→ Source passage
## START

Case Study: Homomorphic Encryption for Shell Models
This case study demonstrates privacy-preserving shell completion using homomorphic encryption (HE). With HE, shell completion models can run on untrusted servers while keeping user data encrypted.
Overview
Homomorphic encryption enables computation on encrypted data without decryption. For shell completion:
- Train locally: Model trained on your private shell history
- Encrypt model: Convert to HE format with your keys
- Deploy anywhere: Run on cloud/untrusted servers
- Privacy preserved: Server never sees plaintext commands
Quick Start
1. Generate HE Keys
# Generate key pair (one-time setup)
aprender-shell keygen --output ~/.config/aprender/
# Output:
# Generating HE key pair (128-bit security)...
# Public key: ~/.config/aprender/public.key
# Secret key: ~/.config/aprender/secret.key
# Relin keys: ~/.config/aprender/relin.key
2. Train with Homomorphic Encryption
# Train model with HE flag
aprender-shell train \
--homomorphic \
--public-key ~/.config/aprender/public.key \
--output ~/.aprender-shell-he.model
# Output:
# Training with homomorphic encryption (Tier 4)...
# Loading public key: ~/.config/aprender/public.key
# History file: ~/.zsh_history
# Commands loaded: 12543
# Training 3-gram model... done!
# Encrypting with HE public key... done!

## END

→ Task objective
Can you reproduce the homomorphic encryption case study, starting at "aprender-shell keygen --output" and ending at "encryption (Tier 4)...", with "Relin keys" replaced by "Relinearization keys"?

→ Extracted data
## START

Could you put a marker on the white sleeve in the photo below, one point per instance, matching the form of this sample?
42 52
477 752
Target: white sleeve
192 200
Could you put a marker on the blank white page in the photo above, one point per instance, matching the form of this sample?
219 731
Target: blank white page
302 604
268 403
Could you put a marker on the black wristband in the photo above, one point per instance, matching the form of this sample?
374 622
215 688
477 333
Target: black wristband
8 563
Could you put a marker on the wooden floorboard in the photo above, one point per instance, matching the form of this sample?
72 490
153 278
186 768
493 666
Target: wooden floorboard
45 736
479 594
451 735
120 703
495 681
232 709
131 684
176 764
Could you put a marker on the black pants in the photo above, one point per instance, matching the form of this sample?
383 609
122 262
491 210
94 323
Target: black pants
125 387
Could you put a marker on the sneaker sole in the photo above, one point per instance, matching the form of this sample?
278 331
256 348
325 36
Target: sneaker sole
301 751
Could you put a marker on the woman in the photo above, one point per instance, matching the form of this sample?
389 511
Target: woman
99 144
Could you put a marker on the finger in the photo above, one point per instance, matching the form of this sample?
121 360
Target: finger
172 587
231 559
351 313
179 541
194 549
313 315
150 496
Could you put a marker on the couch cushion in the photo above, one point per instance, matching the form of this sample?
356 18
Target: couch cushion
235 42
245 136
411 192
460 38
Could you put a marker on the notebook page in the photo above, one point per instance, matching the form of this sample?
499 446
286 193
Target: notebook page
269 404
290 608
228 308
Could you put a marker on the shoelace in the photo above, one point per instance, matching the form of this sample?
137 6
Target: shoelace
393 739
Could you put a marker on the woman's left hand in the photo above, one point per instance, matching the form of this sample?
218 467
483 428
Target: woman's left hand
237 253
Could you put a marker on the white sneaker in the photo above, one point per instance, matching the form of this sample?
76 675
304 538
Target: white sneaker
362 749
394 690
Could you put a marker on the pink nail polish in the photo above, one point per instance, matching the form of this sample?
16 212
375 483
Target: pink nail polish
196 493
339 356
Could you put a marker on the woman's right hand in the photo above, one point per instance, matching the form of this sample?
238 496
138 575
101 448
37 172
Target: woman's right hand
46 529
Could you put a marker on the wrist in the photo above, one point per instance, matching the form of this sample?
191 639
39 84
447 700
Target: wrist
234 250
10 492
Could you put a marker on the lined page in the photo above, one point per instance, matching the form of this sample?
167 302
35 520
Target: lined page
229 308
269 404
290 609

## END

→ Response below
aprender-shell keygen --output ~/.config/aprender/
# Output:
# Generating HE key pair (128-bit security)...
# Public key: ~/.config/aprender/public.key
# Secret key: ~/.config/aprender/secret.key
# Relinearization keys: ~/.config/aprender/relin.key
2. Train with Homomorphic Encryption
# Train model with HE flag
aprender-shell train \
--homomorphic \
--public-key ~/.config/aprender/public.key \
--output ~/.aprender-shell-he.model
# Output:
# Training with homomorphic encryption (Tier 4)...